HANNA. Joe Wright (Atonement, The Soloist) directed this Bourne-esque thriller starring Saoirse Ronan as teenager Hanna, raised in a Finnish forest by her ex-black ops dad (Eric Bana) who trained her to be an assassin. Pursued through Europe by a relentless intelligence operative (Cate Blanchett), she must struggle with teen angst issues like, who am I? 111m. Rated PG-13 for intense sequences of violence and action, some sexual material and language. Opening at the Broadway, Mill Creek, the Minor and the Fortuna.
SOUL SURFER. True story of young surfer Bethany Hamilton, who lost her arm in a shark attack, then persevered to become a pro surfer. AnnaSophia Robb stars as Bethany; Dennis Quaid and Helen Hunt play her parents. 105 m. Rated PG for intense accident sequence and some thematic material. Opening at the Broadway.
The Morris Graves Museum's First Thursday Film is WELCOME TO SHELBYVILLE, a PBS Independent Lens doc about a small Tennessee town dealing with demographic change as the economy fails and a new president is elected.
Tuesday at the Eureka branch of the HumCo Library, Wynston Jones introduces HOW GREEN WAS MY VALLEY, the John Ford classic about working class life in Wales, as part of the April Based on the Book film series. (See the Calendar for more on the film and the series.)
Also on Tuesday, at the Arcata Playhouse, it's a benefit screening of BLOOD OF THE AMAZON, a documentary about a doctor working with indigenous Ecuadorians using mushrooms to break down petroleum from the largest land-based oil spill in the world. Proceeds go to the Amazon Mycorenewal Project.

Information:
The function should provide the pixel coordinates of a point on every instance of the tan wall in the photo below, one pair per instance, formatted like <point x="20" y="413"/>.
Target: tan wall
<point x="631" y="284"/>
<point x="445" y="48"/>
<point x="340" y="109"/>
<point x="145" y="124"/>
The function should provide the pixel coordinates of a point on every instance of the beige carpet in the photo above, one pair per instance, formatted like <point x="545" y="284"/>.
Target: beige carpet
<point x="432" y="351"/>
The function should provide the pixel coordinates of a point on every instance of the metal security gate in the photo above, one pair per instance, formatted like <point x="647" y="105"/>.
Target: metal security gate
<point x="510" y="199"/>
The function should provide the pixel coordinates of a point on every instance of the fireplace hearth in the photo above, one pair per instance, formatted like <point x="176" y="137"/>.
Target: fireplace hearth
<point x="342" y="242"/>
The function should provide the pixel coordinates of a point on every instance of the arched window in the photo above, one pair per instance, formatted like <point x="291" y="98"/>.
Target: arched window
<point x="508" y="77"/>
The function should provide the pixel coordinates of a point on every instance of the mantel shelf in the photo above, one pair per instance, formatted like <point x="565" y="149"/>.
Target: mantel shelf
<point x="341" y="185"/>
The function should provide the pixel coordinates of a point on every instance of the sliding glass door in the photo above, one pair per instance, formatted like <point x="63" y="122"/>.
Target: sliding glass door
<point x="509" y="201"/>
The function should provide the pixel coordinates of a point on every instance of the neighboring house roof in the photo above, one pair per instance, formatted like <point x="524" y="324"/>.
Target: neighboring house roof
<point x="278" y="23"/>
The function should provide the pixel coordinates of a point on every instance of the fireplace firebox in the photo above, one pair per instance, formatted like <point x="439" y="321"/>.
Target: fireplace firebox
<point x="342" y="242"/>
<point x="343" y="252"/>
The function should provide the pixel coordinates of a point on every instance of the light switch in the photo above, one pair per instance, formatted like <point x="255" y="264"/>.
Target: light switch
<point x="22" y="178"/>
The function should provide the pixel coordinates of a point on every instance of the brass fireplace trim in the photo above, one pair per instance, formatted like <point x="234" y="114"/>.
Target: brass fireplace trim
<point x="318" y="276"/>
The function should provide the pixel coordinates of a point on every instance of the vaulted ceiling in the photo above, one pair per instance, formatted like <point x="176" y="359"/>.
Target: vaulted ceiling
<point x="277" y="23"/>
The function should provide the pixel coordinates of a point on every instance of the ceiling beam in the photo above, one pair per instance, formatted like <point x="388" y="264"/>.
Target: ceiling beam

Requirement A: In the film listings, who introduces the screening of "How Green Was My Valley" at the Eureka branch of the library?
Requirement B: Resume the film listings after their final sentence, the one about the Amazon Mycorenewal Project.
The material has no connection to the film listings.

Output A: Wynston Jones.

Output B:
It's Take Back the Night week at HSU next week, a collection of events that includes a couple of films: Monday in Founders Hall 111 (5 p.m.) they screen THE MEN'S STORY PROJECT, about a Bay Area storytelling circle with a mission to "support healthy masculinities and gender equality and to help eliminate gender-based violence, homophobia and other oppressions intertwined with masculinities." Wednesday, April 13, 7 p.m. again in FH 111, it's BOYS DON'T CRY with Hilary Swank in the sad story of transgendered teen Brandon Teena, followed by a discussion about sexualized violence within and perpetrated against the queer community.
On a lighter note, on Sunday the Arcata Theatre Lounge is showing THE MUPPET MOVIE, the first big screen musical adventures of Jim Henson's Muppets: Kermit the Frog, Fozzie Bear, Miss Piggy and all the rest.
~ Bob Doran
CONTINUING
BATTLE: LOS ANGELES. The aliens would have invaded here, but the weather in SoCal is too nice to pass up. Rated PG-13. 116m. At the Broadway.
DIARY OF A WIMPY KID: RODERICK RULES. Mom and dad force the wimpy kid to bond with his brother and chief tormentor Roderick. Parents just don't understand. Rated PG. 100m. At the Broadway, Fortuna and Mill Creek.
LIMITLESS. If you take revolutionary pharmaceuticals to combat your writer's block, beware the consquences. Rated PG-13. 106m. At the Broadway and Mill Creek.
THE LINCOLN LAWYER. Matthew McConaughey plays a lawyer. He drives a Lincoln. There you go. Rated 119m. At the Broadway.
PAUL. Two sci-fi geeks meet a smart-ass alien. Together they hilariously alter the universe forever. Rated R. 116m. At the Broadway.
RANGO. What chameleon doesn’t dream of becoming a swashbuckling hero? Rated PG. 107m. At the Broadway and Garberville.
SUCKER PUNCH. Travel into a young girl's vivid imagination. How good is this movie? Drop the "er Punch." Rated PG-13. 120m. At the Broadway.